Text shown
- - - - -
This lesson is in the early stages of development (Alpha version)

Intro to Raster Data in Python


Teaching: 40 min
Exercises: 20 min
  • What is a raster dataset?

  • How do I work with and plot raster data in Python?

  • How can I handle missing or bad data values for a raster?

  • Describe the fundamental attributes of a raster dataset.

  • Explore raster attributes and metadata using Python.

  • Read rasters into Python using the rioxarray package.

Things You’ll Need To Complete This Episode

See the lesson homepage for detailed information about the software, data, and other prerequisites you will need to work through the examples in this episode.

In this episode, we will introduce the fundamental principles, packages and metadata/raster attributes that are needed to work with raster data in Python. We will discuss some of the core metadata elements that we need to understand to work with rasters, including Coordinate Reference Systems, no data values, and resolution. We will also explore missing and bad data values as stored in a raster and how Python handles these elements.

We will use 1 package in this episode to work with raster data - rioxarray, which is based on the popular rasterio package for working with rasters and xarray for working with multi-dimensional arrays. Make sure that you have rioxarray installed and imported.

import rioxarray

Introduce the Data

A brief introduction to the datasets can be found on the Geospatial workshop setup page.

For more detailed information about the datasets, check out the Geospatial workshop data page.

Open a Raster and View Raster File Attributes

We will be working with a series of GeoTIFF files in this lesson. The GeoTIFF format contains a set of embedded tags with metadata about the raster data. We can use the function rioxarray.open_rasterio() to read the geotiff file and then inspect this metadata. By calling the variable name in the jupyter notebook we can get a quick look at the shape and attributes of the data.

surface_HARV = rioxarray.open_rasterio("data/NEON-DS-Airborne-Remote-Sensing/HARV/DSM/HARV_dsmCrop.tif")
<xarray.DataArray (band: 1, y: 1367, x: 1697)>
[2319799 values with dtype=float64]
  * band         (band) int64 1
  * y            (y) float64 4.714e+06 4.714e+06 ... 4.712e+06 4.712e+06
  * x            (x) float64 7.315e+05 7.315e+05 ... 7.331e+05 7.331e+05
    spatial_ref  int64 0
    transform:     (1.0, 0.0, 731453.0, 0.0, -1.0, 4713838.0)
    _FillValue:    -9999.0
    scales:        (1.0,)
    offsets:       (0.0,)
- - - - -
Data section
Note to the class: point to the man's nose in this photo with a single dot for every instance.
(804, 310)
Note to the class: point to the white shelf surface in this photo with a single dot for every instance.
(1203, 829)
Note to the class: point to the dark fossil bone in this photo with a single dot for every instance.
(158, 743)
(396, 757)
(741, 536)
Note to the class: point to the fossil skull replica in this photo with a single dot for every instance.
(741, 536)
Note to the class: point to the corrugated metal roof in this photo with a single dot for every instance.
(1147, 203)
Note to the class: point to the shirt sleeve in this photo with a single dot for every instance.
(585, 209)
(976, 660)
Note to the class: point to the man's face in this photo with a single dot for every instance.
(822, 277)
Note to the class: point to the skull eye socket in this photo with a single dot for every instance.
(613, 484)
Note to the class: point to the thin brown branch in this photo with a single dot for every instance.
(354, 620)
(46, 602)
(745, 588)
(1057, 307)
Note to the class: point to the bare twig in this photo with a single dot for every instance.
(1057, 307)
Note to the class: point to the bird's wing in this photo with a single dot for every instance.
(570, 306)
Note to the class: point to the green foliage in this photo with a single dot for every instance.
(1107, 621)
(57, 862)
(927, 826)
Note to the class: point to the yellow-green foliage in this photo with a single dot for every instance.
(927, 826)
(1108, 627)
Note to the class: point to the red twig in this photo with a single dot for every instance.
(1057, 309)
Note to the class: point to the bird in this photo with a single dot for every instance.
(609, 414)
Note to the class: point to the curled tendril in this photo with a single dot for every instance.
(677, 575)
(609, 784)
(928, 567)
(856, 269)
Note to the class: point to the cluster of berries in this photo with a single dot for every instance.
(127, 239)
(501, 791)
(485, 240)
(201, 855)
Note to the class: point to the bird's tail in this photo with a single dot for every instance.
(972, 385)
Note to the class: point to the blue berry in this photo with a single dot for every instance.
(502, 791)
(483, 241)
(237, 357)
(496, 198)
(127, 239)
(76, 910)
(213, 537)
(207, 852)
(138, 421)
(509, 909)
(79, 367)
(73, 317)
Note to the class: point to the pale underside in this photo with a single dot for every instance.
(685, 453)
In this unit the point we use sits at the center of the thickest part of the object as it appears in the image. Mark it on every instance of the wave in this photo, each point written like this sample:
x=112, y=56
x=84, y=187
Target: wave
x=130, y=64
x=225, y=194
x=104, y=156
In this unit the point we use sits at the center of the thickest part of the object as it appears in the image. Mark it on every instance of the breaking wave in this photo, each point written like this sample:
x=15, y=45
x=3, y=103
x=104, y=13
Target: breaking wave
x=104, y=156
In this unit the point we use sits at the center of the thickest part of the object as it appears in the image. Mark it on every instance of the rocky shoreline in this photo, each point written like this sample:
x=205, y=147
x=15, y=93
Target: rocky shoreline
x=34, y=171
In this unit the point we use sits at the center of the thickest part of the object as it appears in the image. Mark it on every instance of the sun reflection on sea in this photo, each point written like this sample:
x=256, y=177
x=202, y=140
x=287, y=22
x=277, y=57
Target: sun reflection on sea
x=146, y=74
- - - - -
Required work
[1] Using the raster lesson, decide whether each statement agrees with it. Answer yes or no and quote the words that decide it.
(a) The episode uses two packages to work with raster data.
(b) The GeoTIFF format holds embedded tags with metadata about the raster data.
(c) The lesson is a finished, stable release.
[2] According to the raster lesson, why can metadata be inspected once a GeoTIFF file is read with rioxarray.open_rasterio()? Answer in one to three sentences.
[3] Answer these from the raster lesson, one line each:
(a) How much teaching time is listed?
(b) Which two packages is rioxarray based on?
(c) What _FillValue is shown for surface_HARV?

Exercise results
[1]
(a) No: "We will use 1 package in this episode to work with raster data - rioxarray"
(b) Yes: "The GeoTIFF format contains a set of embedded tags with metadata about the raster data."
(c) No: "This lesson is in the early stages of development (Alpha version)"

[2] The GeoTIFF format contains a set of embedded tags with metadata about the raster data. Reading the file with rioxarray.open_rasterio() therefore makes that metadata available to inspect.

[3]
(a) 40 min
(b) rasterio and xarray
(c) -9999.0